• Assignment
With the material below, print exactly the lines between the line holding "Segmentation task: the" and the line holding "box: [26, 37, 291, 116]", inclusive. Add nothing else.

• Exercise materials
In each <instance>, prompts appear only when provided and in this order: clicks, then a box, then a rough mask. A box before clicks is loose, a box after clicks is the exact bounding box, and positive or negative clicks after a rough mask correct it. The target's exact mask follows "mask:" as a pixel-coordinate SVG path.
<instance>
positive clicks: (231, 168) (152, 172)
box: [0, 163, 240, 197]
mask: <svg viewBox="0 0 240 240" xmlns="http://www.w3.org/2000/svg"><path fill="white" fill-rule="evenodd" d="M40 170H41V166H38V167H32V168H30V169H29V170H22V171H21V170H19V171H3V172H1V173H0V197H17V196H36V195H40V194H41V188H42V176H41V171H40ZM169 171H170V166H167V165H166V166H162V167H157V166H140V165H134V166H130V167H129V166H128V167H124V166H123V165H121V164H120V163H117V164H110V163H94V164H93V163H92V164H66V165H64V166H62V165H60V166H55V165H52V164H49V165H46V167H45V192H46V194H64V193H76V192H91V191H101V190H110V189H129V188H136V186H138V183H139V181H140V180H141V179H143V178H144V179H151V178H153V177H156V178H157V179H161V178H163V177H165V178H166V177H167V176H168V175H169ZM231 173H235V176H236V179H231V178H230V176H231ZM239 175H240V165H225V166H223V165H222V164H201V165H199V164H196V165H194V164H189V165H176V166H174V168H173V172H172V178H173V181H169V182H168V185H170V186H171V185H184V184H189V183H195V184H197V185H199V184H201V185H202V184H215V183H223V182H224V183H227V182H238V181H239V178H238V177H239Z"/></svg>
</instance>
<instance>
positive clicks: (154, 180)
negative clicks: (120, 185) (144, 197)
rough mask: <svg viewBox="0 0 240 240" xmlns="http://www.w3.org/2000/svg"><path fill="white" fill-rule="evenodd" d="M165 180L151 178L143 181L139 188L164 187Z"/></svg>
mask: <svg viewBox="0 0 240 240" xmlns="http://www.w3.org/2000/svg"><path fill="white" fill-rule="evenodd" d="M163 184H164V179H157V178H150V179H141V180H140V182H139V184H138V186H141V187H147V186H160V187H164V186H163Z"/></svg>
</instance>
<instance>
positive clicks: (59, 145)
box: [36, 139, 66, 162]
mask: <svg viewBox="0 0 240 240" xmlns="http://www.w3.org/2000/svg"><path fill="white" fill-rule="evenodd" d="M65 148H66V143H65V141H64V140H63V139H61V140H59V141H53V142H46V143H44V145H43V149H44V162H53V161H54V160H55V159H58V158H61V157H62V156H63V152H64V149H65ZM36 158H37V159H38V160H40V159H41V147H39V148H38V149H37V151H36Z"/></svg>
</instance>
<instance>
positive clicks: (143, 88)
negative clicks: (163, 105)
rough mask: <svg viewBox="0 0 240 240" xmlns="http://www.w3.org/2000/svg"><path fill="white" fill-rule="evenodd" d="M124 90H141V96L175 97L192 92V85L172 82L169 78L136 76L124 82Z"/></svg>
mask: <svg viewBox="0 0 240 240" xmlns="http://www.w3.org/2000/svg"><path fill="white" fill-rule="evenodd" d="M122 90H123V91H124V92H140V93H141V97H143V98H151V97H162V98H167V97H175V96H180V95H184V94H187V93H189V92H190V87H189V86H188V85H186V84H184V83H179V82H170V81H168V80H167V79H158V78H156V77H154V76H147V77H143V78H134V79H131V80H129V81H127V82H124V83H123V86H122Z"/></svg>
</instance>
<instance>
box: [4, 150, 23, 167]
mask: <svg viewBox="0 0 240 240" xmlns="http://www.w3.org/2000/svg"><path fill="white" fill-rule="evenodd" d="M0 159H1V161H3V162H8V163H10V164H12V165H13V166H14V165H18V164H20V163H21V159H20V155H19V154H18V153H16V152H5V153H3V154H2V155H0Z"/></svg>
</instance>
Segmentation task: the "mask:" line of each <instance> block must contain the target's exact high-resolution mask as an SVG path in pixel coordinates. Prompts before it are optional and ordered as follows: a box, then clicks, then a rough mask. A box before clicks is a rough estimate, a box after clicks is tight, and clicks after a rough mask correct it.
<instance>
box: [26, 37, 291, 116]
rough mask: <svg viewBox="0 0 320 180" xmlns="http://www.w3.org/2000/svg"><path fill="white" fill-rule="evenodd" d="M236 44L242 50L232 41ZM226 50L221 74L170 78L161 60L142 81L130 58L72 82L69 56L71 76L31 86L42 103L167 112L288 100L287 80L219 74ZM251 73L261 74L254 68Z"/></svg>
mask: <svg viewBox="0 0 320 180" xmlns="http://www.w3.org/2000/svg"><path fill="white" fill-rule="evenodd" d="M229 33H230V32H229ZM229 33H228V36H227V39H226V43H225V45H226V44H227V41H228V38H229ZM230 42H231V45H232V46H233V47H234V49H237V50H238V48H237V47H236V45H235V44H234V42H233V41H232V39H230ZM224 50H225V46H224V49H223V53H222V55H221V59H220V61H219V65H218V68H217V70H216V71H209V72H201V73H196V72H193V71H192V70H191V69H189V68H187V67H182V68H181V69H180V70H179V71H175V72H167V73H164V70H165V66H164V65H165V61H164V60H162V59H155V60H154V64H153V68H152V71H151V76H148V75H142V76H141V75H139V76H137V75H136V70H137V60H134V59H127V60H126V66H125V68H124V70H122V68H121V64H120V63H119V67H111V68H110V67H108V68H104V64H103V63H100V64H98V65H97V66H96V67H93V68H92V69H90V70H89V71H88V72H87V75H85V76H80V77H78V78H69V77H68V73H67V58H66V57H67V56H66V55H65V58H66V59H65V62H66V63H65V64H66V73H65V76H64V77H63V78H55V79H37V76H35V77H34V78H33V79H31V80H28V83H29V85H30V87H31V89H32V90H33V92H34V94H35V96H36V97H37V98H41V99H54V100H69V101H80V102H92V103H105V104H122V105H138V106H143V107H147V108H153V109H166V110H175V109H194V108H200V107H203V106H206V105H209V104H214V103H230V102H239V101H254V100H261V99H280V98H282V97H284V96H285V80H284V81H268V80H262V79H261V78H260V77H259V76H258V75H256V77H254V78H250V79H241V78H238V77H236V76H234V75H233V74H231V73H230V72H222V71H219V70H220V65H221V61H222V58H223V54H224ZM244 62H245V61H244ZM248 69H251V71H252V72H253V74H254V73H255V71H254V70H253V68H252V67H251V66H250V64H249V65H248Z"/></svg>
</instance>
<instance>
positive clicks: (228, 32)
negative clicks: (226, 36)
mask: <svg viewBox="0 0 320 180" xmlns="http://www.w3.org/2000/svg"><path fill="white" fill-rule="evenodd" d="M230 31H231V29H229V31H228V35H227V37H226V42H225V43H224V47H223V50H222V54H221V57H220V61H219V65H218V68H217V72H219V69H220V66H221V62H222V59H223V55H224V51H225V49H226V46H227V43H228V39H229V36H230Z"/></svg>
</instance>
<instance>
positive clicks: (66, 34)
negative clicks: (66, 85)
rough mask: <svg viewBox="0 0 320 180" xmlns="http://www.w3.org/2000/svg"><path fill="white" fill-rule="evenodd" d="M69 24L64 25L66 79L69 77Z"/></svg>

• Response to this task
Segmentation task: the "mask:" line of each <instance> block must contain the target's exact high-resolution mask as an SVG path in pixel coordinates. Prompts before it are optional and ordered as follows: a box, then clicks, then a rough mask. A box before clicks is a rough estimate, a box after clicks is tight, and clicks after a rough mask correct it.
<instance>
box: [26, 37, 291, 116]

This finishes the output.